TEXTE FOURNI:

Dans les années 1990, en quête d’une vie meilleure, de nombreux Chinois ont investi le quartier du Blok 70 et l’ont transformé en « petite Chine de Belgrade ». Vingt ans après, crise économique oblige, certains songent à partir, quand d’autres préfèrent rester dans une ville où ils ont leurs repères. Immersion dans une communauté tiraillée.
À première vue, il s’agit d’un simple pavillon, à la périphérie de Belgrade. Pourtant, derrière la porte d’entrée se cache un temple protestant. A l’étage, une salle de prière, avec ses bancs, son autel, et ses trois grand téléviseurs accrochés aux murs. Au rez-de-chaussée, une vaste salle, sobrement meublée. Deux tables de ping-pong, une trentaine de chaises, et un banquet rempli de nombreux plats. En ce soir de février, la minorité évangéliste chinoise fête la nouvelle année. Une appartenance religieuse atypique, dans une communauté où le bouddhisme est la norme. Contrairement à de nombreuses villes du monde, il n’y aura pas de défilé costumé ici. Mais pour l’occasion, une quarantaine de fidèles se sont rassemblés pour partager un repas et prier. Des enfants jouent ensemble et courent dans la vaste pièce. Quelques Serbes sont présents. Loin de faire bande à part, ils discutent et rient avec les Chinois.
Après une brève prière du pasteur, Shane se sert copieusement en riz, nouilles aux œufs et brocolis, puis s’installe sur une chaise. Le jeune homme, timide mais souriant, est le seul parmi les convives à maitriser l’anglais. Comme la majorité des Chinois de Belgrade, Shane vient de la province du Zhejiang. En juin 2014, il décide de rejoindre son oncle à Belgrade. Il s’est installé chez lui et travaille dans son petit magasin de chaussures, situé dans le marché du Blok 70. La communauté chinoise s’est basée dans ce quartier excentré de Belgrade, essentiellement composé de barres d’habitation bétonnées et bordé par la route Youri Gagarine, une six-voies bruyante.
« Près de 30% » de Chinois sont déjà partis
Si Shane a quitté amis et famille, c’est pour fuir la misère : « Je suis venu pour gagner de l’argent. La vie est difficile en Chine, ici c’est différent ». Pourtant, avec la crise actuelle, le business en Serbie n’est pas florissant. Un phénomène qui surprend, car la communauté chinoise s’est spécialisée dans le commerce de produits d’entrée de gamme : T‑shirt sans motifs, objets du quotidien à 100 dinars (environ 0,85€). Dans la classe populaire serbe, ces articles connaissaient un succès certain. Mais « actuellement, les gens dépensent moins », observe avec amertume Shane. Autre problème de taille : le dinar, la monnaie serbe, est trop faible. Lorsqu’il est converti en euros puis en yuan, afin d’être envoyé au pays, les Chinois perdent de l’argent. La conjoncture inquiète de nombreux membres de la communauté chinoise, qui songent à quitter Belgrade.

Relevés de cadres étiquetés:

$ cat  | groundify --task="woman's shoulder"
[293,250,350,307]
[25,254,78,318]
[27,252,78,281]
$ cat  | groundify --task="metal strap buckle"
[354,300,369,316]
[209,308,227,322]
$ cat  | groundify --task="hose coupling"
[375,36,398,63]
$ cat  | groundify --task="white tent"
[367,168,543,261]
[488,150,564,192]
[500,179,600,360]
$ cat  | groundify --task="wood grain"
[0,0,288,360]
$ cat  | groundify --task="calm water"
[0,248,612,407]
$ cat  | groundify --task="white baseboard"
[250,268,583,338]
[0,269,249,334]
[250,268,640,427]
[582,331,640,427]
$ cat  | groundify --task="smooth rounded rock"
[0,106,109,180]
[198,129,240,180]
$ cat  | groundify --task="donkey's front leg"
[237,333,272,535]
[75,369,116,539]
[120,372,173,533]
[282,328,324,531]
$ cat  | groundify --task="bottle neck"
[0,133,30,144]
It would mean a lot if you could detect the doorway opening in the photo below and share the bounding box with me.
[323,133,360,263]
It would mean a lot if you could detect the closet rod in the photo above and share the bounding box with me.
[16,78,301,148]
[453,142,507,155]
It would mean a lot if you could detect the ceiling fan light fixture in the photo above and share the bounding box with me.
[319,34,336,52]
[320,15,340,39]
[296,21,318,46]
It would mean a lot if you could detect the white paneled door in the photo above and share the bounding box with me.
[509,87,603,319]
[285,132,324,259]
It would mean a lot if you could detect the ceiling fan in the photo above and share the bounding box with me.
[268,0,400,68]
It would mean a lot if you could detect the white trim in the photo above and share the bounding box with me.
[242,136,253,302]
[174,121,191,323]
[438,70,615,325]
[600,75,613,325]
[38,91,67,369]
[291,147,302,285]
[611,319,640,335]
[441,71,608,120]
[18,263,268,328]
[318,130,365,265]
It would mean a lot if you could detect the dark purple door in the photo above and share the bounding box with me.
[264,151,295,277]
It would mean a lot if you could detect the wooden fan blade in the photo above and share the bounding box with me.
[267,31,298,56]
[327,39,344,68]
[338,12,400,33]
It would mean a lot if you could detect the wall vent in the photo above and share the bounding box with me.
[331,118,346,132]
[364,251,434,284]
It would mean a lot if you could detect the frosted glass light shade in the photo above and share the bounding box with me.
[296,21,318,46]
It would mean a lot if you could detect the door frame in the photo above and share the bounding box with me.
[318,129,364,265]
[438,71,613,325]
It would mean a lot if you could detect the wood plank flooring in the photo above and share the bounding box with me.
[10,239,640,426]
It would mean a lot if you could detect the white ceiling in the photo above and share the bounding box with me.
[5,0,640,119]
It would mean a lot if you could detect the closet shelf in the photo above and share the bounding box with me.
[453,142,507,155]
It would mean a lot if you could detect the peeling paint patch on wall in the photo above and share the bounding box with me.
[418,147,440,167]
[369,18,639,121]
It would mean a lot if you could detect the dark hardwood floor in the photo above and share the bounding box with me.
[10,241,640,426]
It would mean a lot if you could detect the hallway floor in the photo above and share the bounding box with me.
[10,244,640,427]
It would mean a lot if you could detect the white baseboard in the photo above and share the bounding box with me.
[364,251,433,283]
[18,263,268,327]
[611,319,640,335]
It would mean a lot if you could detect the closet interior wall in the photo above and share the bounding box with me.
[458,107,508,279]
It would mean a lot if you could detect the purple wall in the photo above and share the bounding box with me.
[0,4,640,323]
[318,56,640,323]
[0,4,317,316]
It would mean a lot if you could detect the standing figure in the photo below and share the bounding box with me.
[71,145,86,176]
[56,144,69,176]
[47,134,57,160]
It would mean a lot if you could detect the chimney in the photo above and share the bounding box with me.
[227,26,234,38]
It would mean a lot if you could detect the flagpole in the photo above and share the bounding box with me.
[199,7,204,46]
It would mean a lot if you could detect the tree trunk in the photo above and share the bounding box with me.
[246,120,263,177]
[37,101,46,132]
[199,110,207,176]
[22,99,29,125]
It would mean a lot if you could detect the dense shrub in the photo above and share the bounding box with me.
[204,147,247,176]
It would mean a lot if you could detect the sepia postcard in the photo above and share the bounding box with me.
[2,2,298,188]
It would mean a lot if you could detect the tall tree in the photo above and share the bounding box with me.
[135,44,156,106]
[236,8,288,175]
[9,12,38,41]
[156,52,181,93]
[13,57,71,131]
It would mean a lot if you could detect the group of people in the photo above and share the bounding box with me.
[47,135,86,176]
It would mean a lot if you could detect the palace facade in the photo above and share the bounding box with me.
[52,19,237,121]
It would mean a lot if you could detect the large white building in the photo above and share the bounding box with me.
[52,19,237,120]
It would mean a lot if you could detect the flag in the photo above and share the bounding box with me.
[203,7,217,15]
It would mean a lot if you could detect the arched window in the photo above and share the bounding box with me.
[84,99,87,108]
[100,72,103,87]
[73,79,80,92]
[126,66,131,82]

EXERCICE COURT 1: Redimensionnez les lignes de cadres étiquetés en les recopiant intégralement depuis la première jusqu'à celle qui contient « [268,0,400,68] », ces deux lignes comprises. Seules les coordonnées des cadres changent : multipliez-les par 1,5 et arrondissez à l'entier, les demis vers le haut.
EXERCICE COURT 2: Poursuivez le texte sur la communauté chinoise de Belgrade à partir de sa dernière phrase.

RÉPONSE RÉDIGÉE 1:
$ cat  | groundify --task="woman's shoulder"
[440,375,525,461]
[38,381,117,477]
[41,378,117,422]
$ cat  | groundify --task="metal strap buckle"
[531,450,554,474]
[314,462,341,483]
$ cat  | groundify --task="hose coupling"
[563,54,597,95]
$ cat  | groundify --task="white tent"
[551,252,815,392]
[732,225,846,288]
[750,269,900,540]
$ cat  | groundify --task="wood grain"
[0,0,432,540]
$ cat  | groundify --task="calm water"
[0,372,918,611]
$ cat  | groundify --task="white baseboard"
[375,402,875,507]
[0,404,374,501]
[375,402,960,641]
[873,497,960,641]
$ cat  | groundify --task="smooth rounded rock"
[0,159,164,270]
[297,194,360,270]
$ cat  | groundify --task="donkey's front leg"
[356,500,408,803]
[113,554,174,809]
[180,558,260,800]
[423,492,486,797]
$ cat  | groundify --task="bottle neck"
[0,200,45,216]
It would mean a lot if you could detect the doorway opening in the photo below and share the bounding box with me.
[485,200,540,395]
It would mean a lot if you could detect the closet rod in the photo above and share the bounding box with me.
[24,117,452,222]
[680,213,761,233]
It would mean a lot if you could detect the ceiling fan light fixture in the photo above and share the bounding box with me.
[479,51,504,78]
[480,23,510,59]
[444,32,477,69]
It would mean a lot if you could detect the white paneled door in the photo above and share the bounding box with me.
[764,131,905,479]
[428,198,486,389]
It would mean a lot if you could detect the ceiling fan in the photo above and share the bounding box with me.
[402,0,600,102]

RÉPONSE RÉDIGÉE 2:
Plusieurs ont déjà plié bagages, « près de 30% » selon M. Guo, un marchand de vêtement du Blok 70. « Ils sont partis ailleurs : au Chili, au Brésil… » déplore-t-il. Un exil vers des pays à forte croissance économique, pour des individus qui n’ont pas peur de tout quitter et de reconstruire leur vie, tant que l’argent est au bout du chemin.
Pourtant, il y a encore une vingtaine d’années, Belgrade attirait la communauté chinoise. Jinjiao Yu, mère de famille fait partie des premiers à s’être installés au Blok 70. Elle raconte : « Des amis venaient d’arriver à Belgrade, et ils nous ont conseillé de les suivre, car à l’époque la Yougoslavie (NDLR : sous Milosevic) était un pays riche ». La communauté chinoise s’est donc installée pour des motifs purement économiques, et progressivement, contrairement aux drôles de rumeurs qui ont circulé.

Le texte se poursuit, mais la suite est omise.